Natural-language object grounding data:
BEGIN
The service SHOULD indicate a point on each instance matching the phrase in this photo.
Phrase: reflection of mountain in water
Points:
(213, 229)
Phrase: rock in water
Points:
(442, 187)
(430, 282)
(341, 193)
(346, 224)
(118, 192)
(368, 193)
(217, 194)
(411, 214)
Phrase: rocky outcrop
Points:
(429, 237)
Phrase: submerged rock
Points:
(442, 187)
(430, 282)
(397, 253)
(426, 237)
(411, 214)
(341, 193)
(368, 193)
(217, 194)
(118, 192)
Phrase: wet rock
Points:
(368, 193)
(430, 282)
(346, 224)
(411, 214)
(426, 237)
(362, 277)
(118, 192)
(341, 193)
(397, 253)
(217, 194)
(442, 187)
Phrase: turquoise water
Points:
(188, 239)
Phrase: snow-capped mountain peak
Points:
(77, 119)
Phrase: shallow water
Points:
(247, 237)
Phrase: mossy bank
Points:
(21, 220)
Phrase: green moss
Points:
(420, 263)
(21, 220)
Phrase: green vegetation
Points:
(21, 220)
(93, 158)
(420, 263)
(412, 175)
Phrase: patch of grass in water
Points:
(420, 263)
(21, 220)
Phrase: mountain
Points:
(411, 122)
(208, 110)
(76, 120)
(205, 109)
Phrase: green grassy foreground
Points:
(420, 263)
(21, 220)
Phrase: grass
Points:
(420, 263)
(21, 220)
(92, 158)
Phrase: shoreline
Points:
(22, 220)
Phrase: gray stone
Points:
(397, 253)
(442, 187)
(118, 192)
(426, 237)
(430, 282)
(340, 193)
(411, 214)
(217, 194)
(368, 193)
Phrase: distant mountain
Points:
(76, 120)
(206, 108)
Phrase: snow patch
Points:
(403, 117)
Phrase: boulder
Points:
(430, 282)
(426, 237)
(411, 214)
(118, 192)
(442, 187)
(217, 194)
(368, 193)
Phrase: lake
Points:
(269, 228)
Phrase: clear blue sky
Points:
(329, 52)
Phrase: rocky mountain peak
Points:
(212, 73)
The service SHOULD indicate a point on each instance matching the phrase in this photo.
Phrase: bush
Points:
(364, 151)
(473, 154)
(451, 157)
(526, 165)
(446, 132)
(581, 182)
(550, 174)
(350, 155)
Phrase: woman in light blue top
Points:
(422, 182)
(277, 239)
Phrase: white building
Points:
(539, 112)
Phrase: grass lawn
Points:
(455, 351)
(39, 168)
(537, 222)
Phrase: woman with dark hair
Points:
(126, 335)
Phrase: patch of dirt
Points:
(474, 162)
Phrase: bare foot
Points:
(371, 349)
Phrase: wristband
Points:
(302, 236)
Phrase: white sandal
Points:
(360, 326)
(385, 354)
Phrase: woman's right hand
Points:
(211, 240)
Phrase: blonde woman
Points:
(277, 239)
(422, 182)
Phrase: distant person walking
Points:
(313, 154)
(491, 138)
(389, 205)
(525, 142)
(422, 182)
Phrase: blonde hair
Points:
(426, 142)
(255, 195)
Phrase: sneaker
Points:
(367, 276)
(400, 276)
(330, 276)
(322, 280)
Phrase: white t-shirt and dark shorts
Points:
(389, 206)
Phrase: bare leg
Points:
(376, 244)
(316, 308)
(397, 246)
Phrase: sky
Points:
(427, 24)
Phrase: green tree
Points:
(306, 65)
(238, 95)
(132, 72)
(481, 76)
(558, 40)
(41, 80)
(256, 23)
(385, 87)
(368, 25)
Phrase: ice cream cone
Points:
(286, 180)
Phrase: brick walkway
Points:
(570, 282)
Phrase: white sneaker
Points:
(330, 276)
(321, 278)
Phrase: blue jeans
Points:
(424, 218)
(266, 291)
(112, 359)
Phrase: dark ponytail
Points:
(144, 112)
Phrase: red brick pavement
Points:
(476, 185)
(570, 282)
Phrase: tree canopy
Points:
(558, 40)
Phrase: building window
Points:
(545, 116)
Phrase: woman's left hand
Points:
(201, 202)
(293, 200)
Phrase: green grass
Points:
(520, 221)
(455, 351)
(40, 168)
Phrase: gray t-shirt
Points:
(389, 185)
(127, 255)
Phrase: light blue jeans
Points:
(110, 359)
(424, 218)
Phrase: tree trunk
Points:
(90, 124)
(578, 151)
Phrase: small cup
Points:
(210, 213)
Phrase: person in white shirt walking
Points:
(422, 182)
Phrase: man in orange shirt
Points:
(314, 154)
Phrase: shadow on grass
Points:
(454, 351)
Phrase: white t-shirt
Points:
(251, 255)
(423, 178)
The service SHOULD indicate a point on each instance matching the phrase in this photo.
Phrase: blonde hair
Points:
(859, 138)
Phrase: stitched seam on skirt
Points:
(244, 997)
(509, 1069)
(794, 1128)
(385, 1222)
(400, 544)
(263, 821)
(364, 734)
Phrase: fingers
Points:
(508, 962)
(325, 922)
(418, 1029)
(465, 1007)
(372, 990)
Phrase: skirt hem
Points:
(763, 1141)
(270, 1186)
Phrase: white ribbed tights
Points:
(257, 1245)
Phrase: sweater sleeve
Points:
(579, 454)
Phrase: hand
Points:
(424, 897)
END
**AIM OF THE EXERCISE**
Find how many lines of the preceding data contain "water", and answer with that number only.

**THE COMPLETED TASK**
5